◆ EXERCISE PASSAGE:
______

The fashion MNIST dataset is a set of 28x28 monocolor images of articles of 10 types of clothing, labelled accordingly. Because these images are much smaller than the 256x256 pixel biological images above, the architectures used above must be modified (or else the input images must be reformatted to 256x256). The reason for this is because max pooling (or convolutions with no padding) lead to reductions in subsequent layer size, eventually resulting in a 0-dimensional layer. Thus the last four max pooling layers were removed from the deep network, and the last two from the AlexNet clone (code for these networks).
The deep network with no other modifications than noted above performs very well on the task of classifying the fashion MNIST dataset, and >91 % accuracy rate on test datasets achieved with no hyperparameter tuning.
AlexNet achieves a ~72% accuracy rate on this dataset with no tuning or other modifications, although it trains much slower than the deep network as it has many more parameters (>10,000,000) than the deep network (~180,000).
We may observe a model's attribution on the inputs from this dataset as well in order to understand how a trained model arrives at its conclusion. Here we have our standard model architecture and we compute the gradientxinput
where the input
def gradientxinput(model, input_tensor, output_dim):
...
input_tensor.requires_grad = True
output = model.forward(input_tensor)
output = output.reshape(1, output_dim).max()
# backpropegate output gradient to input
output.backward(retain_graph=True)
gradientxinput = torch.abs(input_tensor.grad) * input_tensor
return gradientxinput
Note that the figures below also have a max normalization step before returning the gradientxinput tensor. The gradientxinput
object returned is a torch.Tensor()
object and happily may be viewed directly using matplotlib.pyplot.imshow()
.
For an image of a sandal, we observe the following attribution:
which focuses on certain points where the sandal top meets the sole. How does a deep learning model such as our convolutional network learn which regions of the input to focus on in order to minimize the cost function? At the start of training, there is a mostly random gradientxinput attribution for each image
but at the end of training, certain stereotypical features of a given image category receive a larger attribution than others: for example, the elbows and collars of coats tend to exhibit a higher attribution than the rest of the garment.

______

◆ RECORDED INFORMATION:
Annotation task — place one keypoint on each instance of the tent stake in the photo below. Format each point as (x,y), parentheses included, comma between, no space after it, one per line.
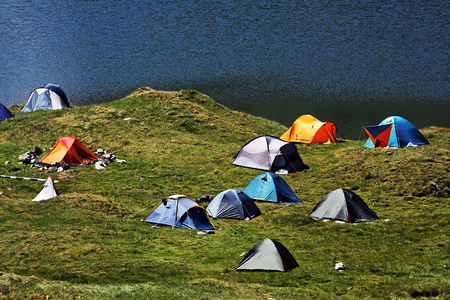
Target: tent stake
(26,178)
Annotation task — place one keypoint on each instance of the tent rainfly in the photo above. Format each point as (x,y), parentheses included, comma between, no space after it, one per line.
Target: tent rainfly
(343,205)
(71,151)
(268,255)
(395,132)
(271,154)
(49,191)
(5,113)
(180,211)
(49,96)
(308,129)
(233,204)
(271,187)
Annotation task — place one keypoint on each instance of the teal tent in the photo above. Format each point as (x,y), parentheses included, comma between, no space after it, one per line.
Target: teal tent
(233,204)
(271,187)
(394,132)
(5,113)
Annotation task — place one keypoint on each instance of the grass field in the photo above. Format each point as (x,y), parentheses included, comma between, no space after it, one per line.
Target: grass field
(90,243)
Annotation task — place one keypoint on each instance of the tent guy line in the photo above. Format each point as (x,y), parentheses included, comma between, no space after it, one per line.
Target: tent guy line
(26,178)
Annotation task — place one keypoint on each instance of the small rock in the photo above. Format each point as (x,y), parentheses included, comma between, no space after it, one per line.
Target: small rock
(339,266)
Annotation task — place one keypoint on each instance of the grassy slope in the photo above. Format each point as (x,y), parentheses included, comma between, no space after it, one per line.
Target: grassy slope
(89,242)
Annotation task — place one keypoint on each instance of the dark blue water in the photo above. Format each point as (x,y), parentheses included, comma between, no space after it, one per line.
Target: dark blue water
(351,62)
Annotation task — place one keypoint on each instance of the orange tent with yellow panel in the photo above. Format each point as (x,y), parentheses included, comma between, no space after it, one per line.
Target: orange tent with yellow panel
(71,151)
(307,129)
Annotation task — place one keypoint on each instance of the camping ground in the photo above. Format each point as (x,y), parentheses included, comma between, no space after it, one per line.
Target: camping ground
(90,243)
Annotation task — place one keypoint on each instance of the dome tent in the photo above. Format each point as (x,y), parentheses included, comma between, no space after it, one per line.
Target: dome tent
(69,150)
(268,255)
(271,154)
(49,96)
(271,187)
(233,204)
(180,211)
(308,129)
(394,132)
(343,205)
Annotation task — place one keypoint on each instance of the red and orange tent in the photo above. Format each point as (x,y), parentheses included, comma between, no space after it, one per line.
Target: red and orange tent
(307,129)
(71,151)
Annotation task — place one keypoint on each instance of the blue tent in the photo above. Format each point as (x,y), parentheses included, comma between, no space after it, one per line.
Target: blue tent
(394,132)
(233,204)
(180,211)
(5,113)
(271,187)
(47,97)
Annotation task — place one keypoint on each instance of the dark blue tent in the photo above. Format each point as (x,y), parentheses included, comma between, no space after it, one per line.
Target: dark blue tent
(233,204)
(47,97)
(180,211)
(394,132)
(271,187)
(5,113)
(268,255)
(343,205)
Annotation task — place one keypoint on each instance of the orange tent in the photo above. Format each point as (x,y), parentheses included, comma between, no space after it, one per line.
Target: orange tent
(307,129)
(71,151)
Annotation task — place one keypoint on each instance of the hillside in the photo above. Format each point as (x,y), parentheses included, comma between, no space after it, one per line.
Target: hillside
(89,242)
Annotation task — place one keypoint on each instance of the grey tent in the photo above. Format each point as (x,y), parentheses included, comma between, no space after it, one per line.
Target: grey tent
(268,255)
(233,204)
(343,205)
(271,154)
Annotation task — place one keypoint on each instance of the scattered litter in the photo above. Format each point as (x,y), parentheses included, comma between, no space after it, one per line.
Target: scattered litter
(339,266)
(435,186)
(30,156)
(105,158)
(100,165)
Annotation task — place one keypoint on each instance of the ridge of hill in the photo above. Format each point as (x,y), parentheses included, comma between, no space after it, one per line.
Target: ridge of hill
(89,242)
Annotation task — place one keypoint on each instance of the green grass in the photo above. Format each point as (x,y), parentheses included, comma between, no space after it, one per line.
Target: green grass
(90,243)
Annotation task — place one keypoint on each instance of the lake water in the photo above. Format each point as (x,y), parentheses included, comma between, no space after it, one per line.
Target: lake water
(350,62)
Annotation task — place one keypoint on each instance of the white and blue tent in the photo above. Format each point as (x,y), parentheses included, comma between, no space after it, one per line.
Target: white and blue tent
(395,132)
(180,211)
(47,97)
(271,187)
(5,113)
(233,204)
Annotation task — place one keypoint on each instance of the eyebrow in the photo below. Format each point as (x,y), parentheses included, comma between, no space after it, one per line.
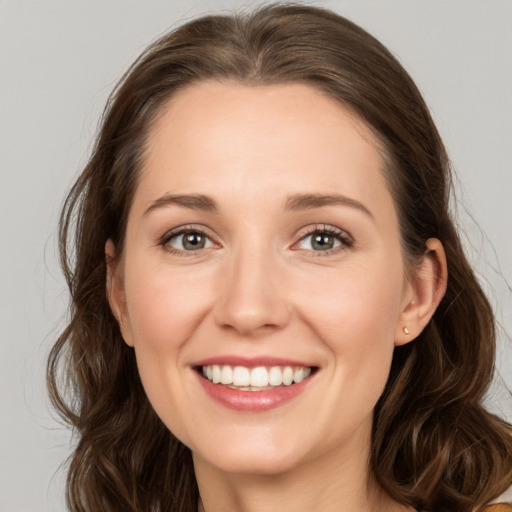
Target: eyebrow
(294,203)
(310,201)
(192,201)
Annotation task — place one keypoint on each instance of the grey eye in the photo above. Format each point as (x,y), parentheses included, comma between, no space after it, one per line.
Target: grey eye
(320,241)
(190,241)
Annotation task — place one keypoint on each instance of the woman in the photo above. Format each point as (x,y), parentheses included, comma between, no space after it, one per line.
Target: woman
(290,321)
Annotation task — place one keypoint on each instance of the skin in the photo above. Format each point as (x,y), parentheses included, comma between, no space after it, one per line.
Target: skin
(260,288)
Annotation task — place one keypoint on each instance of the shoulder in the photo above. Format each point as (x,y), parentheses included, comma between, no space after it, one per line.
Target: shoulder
(499,507)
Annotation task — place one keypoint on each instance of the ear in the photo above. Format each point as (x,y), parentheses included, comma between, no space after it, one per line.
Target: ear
(115,292)
(425,290)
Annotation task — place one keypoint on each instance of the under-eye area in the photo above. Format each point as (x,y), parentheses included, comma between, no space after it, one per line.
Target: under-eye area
(260,378)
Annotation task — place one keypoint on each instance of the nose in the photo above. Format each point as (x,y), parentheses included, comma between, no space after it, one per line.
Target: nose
(252,299)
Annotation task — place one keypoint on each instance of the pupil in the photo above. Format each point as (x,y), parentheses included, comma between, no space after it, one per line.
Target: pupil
(193,241)
(323,242)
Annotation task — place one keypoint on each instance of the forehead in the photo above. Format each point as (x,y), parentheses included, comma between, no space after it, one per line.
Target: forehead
(233,138)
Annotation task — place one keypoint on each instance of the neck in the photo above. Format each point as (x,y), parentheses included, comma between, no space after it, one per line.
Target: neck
(328,484)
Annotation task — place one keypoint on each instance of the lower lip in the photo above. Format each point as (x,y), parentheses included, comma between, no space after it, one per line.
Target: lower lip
(252,401)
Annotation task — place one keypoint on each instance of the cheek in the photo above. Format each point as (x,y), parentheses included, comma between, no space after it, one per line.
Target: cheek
(164,306)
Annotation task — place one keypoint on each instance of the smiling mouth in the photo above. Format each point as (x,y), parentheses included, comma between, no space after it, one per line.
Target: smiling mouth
(260,378)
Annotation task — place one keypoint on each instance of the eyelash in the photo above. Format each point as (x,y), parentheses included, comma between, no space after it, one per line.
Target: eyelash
(165,240)
(346,240)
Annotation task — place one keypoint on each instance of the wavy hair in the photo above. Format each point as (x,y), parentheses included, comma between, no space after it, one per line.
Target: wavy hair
(434,446)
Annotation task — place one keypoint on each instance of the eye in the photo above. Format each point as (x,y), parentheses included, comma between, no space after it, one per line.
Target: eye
(187,240)
(325,239)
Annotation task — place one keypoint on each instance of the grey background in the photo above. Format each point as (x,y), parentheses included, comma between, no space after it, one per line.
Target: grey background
(59,60)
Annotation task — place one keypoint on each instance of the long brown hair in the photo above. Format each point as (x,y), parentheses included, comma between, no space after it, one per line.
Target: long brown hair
(434,446)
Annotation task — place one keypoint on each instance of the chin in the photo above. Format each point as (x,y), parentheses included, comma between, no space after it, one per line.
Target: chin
(253,460)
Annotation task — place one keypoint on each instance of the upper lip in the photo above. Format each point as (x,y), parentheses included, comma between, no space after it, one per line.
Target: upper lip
(251,362)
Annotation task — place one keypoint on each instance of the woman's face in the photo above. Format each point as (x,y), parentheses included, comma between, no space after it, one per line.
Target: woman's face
(262,245)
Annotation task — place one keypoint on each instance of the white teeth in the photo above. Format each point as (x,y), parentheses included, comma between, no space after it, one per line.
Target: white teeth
(287,375)
(255,379)
(226,375)
(259,376)
(215,374)
(275,376)
(241,376)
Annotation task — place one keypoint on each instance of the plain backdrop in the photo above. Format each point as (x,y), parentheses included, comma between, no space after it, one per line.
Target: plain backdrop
(59,59)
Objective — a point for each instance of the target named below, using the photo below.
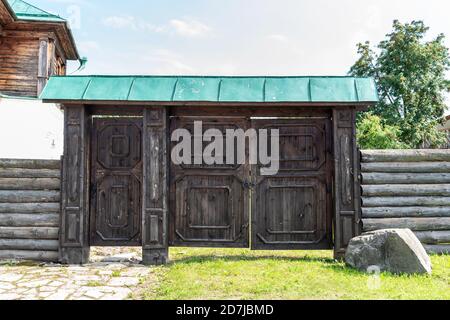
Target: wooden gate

______

◆ QUESTIONS ON THE MATERIAL:
1. In the fashion MNIST passage, about how many parameters does the deep network have?
2. Return the part of the fashion MNIST passage between "The deep network with" and "deep network (~180,000).", inclusive.
3. Take the fashion MNIST passage further, starting after its last sentence.
The rows play no part in this exercise.

◆ WRITTEN RESPONSES:
1. About 180,000.

2.
The deep network with no other modifications than noted above performs very well on the task of classifying the fashion MNIST dataset, and >91 % accuracy rate on test datasets achieved with no hyperparameter tuning.
AlexNet achieves a ~72% accuracy rate on this dataset with no tuning or other modifications, although it trains much slower than the deep network as it has many more parameters (>10,000,000) than the deep network (~180,000).

3.
It is especially illuminating to observe how attribution changes after each minibatch gradient update. Here we go from the start of the start to the end of the training as show in the preceding images, plotting attributions on a subset of test set images after each minibatch (size 16) update.
{% include youtube.html id='7SCd5YVYejc' %}
For some more colorful image classifications, lets turn to Alexander's flower photoset, containing labeled images of sunflowers, tulips, dandelions, dasies, and roses. The deep network reaches a 61 % test classification score on this dataset, which increases to 91 % for binary discrimination between some flower types. Examples of this model classifying images of roses or dandelions,
sunflowers or tulips,
and tulips or roses
We can investigate the learning process by using gradientxinput attribution. Before the start of training, we see that there is relatively random attribution placed on various pixels of test set flower images
but after 25 epochs, certain features are focused upon
Plotting attribution after every minibatch update to the gradient, we have
{% include youtube.html id='lVcNSD0viX0' %}
The deep learning models generally perform worse on flower type discrimination when they are not given color images, which makes sense being that flowers are usually quite colorful. Before the start of training, we have a stochastic attribution: note how the model places relatively high attribution on the sky in the bottom three images (especially the bottom right)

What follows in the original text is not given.